** START Material provided **
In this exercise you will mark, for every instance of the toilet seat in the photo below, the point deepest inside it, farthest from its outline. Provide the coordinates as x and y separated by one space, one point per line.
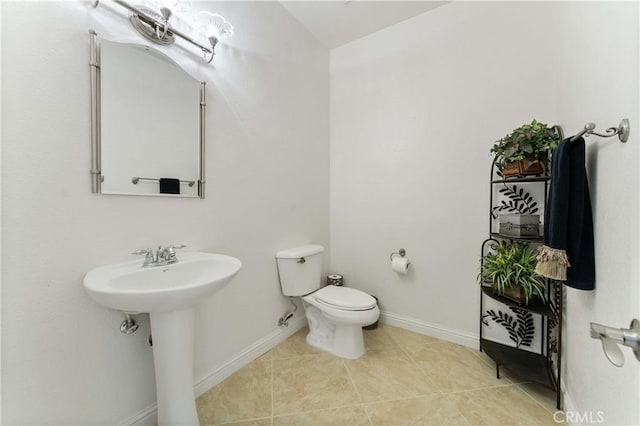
344 298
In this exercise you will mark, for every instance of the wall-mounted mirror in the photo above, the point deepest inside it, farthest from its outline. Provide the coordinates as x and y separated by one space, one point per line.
147 123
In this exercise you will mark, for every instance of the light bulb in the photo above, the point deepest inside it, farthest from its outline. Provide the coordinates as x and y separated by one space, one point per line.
215 25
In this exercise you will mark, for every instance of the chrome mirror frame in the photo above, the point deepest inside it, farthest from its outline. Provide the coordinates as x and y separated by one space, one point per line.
96 173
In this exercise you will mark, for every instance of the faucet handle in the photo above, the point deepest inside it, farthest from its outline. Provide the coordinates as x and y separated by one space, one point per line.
143 251
175 247
169 253
148 256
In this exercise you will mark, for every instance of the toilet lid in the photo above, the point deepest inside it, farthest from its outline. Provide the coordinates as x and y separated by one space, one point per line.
345 298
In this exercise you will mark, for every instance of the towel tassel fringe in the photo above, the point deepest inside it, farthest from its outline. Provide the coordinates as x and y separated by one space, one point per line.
552 263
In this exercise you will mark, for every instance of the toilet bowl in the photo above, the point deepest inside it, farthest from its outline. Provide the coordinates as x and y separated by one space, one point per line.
335 314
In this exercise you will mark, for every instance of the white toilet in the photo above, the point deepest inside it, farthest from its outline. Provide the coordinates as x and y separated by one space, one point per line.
336 315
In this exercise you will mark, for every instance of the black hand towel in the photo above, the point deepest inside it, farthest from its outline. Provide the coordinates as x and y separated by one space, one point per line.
568 252
169 186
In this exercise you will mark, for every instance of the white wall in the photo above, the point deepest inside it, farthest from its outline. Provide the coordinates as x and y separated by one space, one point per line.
596 80
415 109
64 360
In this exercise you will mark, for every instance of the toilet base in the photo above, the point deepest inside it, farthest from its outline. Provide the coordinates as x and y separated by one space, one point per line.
345 340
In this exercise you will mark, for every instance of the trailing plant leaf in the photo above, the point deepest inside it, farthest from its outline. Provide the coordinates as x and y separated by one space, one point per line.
535 139
520 202
512 264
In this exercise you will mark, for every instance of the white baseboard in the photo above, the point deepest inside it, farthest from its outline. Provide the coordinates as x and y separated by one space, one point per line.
435 330
249 354
148 416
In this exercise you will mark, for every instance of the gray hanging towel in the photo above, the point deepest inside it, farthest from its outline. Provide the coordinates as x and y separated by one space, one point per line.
568 252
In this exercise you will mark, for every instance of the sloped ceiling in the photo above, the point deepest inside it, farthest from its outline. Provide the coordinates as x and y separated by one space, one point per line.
335 23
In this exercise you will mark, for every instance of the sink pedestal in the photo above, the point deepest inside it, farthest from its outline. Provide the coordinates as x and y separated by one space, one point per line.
172 334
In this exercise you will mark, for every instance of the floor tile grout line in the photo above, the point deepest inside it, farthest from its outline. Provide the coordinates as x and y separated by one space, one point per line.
353 383
272 395
522 388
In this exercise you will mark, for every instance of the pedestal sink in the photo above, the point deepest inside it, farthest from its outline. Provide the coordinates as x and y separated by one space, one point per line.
169 294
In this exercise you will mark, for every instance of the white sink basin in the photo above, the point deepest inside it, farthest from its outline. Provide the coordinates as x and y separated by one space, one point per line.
169 294
129 287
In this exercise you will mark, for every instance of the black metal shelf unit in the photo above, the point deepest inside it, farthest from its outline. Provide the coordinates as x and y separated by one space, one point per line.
544 365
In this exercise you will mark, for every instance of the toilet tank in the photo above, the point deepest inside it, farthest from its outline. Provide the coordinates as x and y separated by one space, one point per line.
300 269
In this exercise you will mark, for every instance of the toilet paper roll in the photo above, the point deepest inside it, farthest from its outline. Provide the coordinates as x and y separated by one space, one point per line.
400 264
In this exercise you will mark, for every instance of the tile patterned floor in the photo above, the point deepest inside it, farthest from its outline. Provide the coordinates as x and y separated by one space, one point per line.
404 378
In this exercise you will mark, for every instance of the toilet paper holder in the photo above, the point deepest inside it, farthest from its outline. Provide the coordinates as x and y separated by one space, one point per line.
402 253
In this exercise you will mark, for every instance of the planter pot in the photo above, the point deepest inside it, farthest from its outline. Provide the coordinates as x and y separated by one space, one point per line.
529 166
519 225
516 293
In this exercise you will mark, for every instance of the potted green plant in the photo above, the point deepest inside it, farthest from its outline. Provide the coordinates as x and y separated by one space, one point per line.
510 269
526 150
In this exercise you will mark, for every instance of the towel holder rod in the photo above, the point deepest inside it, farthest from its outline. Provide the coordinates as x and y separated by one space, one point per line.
137 179
622 131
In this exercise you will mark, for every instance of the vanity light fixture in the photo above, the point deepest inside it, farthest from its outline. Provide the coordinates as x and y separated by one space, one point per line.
216 28
154 26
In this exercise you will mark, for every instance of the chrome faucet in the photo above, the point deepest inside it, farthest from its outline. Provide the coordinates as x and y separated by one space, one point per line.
162 256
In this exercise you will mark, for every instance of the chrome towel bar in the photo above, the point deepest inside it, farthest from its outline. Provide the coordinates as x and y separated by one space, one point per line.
137 179
622 131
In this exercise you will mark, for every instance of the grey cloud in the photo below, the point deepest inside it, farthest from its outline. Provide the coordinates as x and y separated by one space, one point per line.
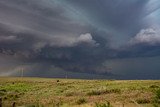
149 36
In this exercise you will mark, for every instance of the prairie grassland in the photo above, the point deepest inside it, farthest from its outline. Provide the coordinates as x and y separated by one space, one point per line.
44 92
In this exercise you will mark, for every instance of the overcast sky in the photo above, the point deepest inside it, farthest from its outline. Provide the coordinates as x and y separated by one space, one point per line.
117 39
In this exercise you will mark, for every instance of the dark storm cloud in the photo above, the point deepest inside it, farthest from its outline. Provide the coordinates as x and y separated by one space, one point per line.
46 37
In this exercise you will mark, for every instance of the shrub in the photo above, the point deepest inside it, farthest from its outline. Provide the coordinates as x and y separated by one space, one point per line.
99 92
153 86
103 105
81 101
142 101
158 94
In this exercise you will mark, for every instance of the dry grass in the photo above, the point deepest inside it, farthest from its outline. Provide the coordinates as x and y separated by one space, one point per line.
67 92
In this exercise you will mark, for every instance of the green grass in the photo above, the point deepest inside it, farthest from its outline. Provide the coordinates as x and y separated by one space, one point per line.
78 93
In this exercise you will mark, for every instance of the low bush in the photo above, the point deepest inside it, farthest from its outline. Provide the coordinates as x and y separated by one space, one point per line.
103 105
99 92
143 101
81 101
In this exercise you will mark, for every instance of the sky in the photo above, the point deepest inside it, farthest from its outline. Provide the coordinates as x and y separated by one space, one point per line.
91 39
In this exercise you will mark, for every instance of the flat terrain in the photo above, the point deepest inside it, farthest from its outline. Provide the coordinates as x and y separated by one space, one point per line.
43 92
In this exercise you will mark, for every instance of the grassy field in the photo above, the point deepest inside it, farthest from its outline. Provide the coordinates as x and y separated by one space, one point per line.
42 92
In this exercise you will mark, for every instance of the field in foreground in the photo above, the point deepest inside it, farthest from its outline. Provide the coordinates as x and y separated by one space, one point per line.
42 92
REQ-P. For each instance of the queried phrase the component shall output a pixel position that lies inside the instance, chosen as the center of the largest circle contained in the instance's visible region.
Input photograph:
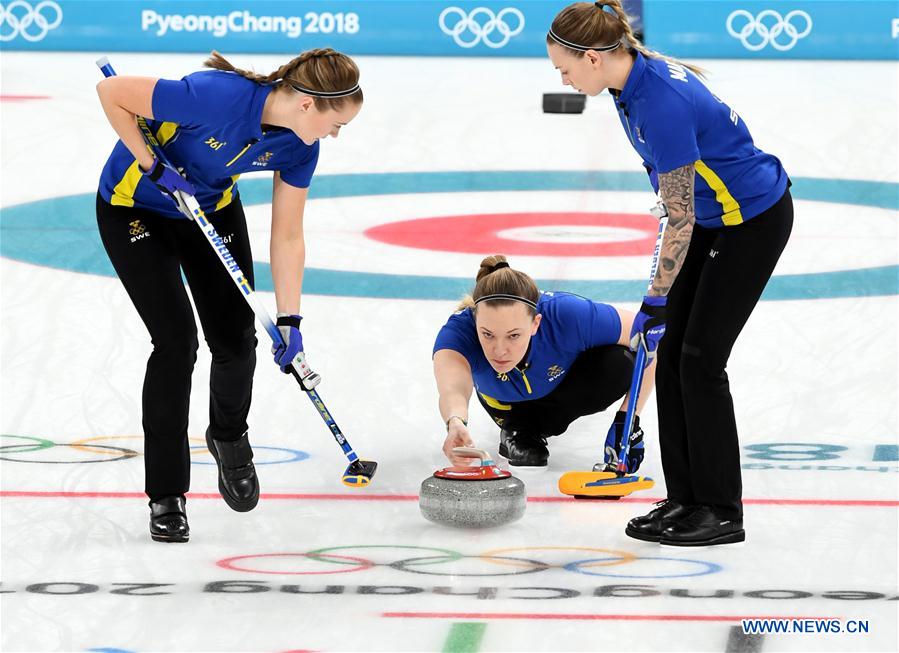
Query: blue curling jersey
(571, 324)
(673, 120)
(209, 123)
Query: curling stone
(564, 102)
(472, 497)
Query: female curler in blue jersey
(213, 126)
(537, 362)
(730, 216)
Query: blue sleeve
(200, 98)
(459, 335)
(300, 175)
(671, 134)
(591, 324)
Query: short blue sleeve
(459, 335)
(671, 134)
(201, 98)
(300, 175)
(587, 323)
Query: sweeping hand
(167, 179)
(613, 444)
(289, 353)
(457, 436)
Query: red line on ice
(871, 503)
(604, 617)
(21, 98)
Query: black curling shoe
(237, 475)
(168, 520)
(703, 527)
(523, 449)
(649, 527)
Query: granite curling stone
(472, 497)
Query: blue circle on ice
(294, 455)
(61, 233)
(705, 568)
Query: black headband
(325, 94)
(514, 298)
(582, 48)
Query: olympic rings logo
(21, 23)
(107, 453)
(480, 31)
(489, 564)
(769, 33)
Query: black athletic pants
(720, 283)
(149, 252)
(597, 378)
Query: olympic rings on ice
(363, 557)
(41, 444)
(105, 452)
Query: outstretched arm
(287, 247)
(676, 189)
(124, 98)
(454, 385)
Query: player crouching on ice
(538, 361)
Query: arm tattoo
(676, 188)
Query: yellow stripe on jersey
(526, 384)
(239, 154)
(730, 208)
(226, 196)
(123, 193)
(493, 403)
(166, 131)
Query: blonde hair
(502, 280)
(323, 69)
(588, 24)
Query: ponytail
(322, 70)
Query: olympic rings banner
(378, 27)
(809, 29)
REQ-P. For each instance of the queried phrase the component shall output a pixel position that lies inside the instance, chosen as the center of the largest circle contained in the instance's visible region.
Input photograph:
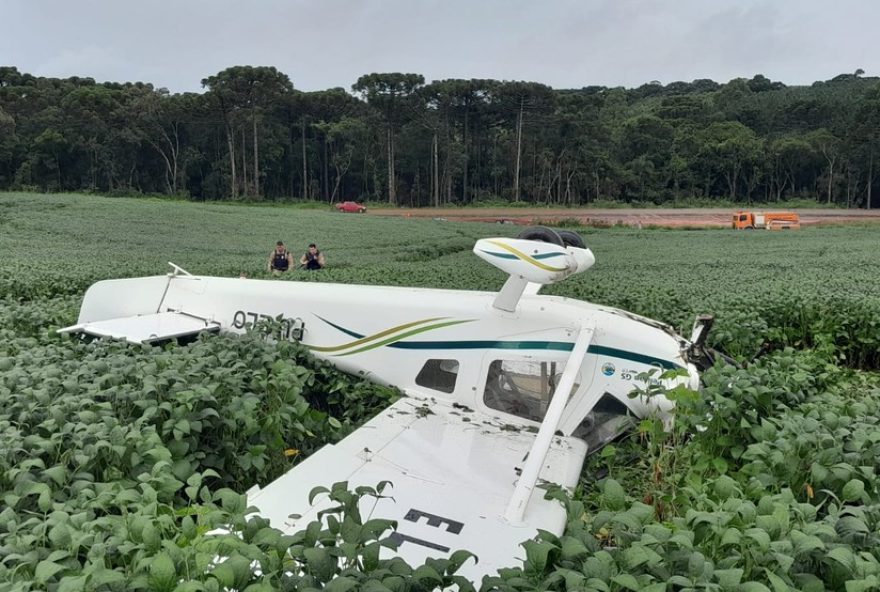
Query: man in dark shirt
(280, 259)
(313, 258)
** END Material provided **
Task goal >>
Quote precisely the lines of the data from the line containing "Query: granite curling stone" through its final line, both included, excluding pictures.

Finished exercise >>
Query: granite curling stone
(472, 497)
Query: blue circle on ice
(294, 455)
(61, 233)
(705, 568)
Query: black headband
(325, 94)
(514, 298)
(582, 48)
Query: olympic rings logo
(21, 23)
(107, 453)
(480, 31)
(489, 564)
(769, 33)
Query: black athletic pants
(720, 283)
(149, 252)
(597, 378)
Query: olympic rings on ice
(363, 557)
(41, 444)
(105, 452)
Query: outstretched arm
(287, 247)
(676, 189)
(124, 98)
(454, 385)
Query: player crouching on ice
(538, 361)
Query: arm tattoo
(676, 188)
Query: yellow stripe on jersey
(526, 384)
(239, 154)
(730, 208)
(226, 196)
(123, 193)
(493, 403)
(166, 131)
Query: blonde hair
(502, 280)
(323, 69)
(588, 24)
Query: ponytail
(322, 70)
Query: olympic rings banner
(378, 27)
(809, 29)
REQ-P. For each instance of the queried phrase the component shall output a pixel position that lies inside the instance, chosen as the center of the largest circle contained in the instance's visible region.
Input photograph:
Query: man in dark shirt
(280, 259)
(313, 258)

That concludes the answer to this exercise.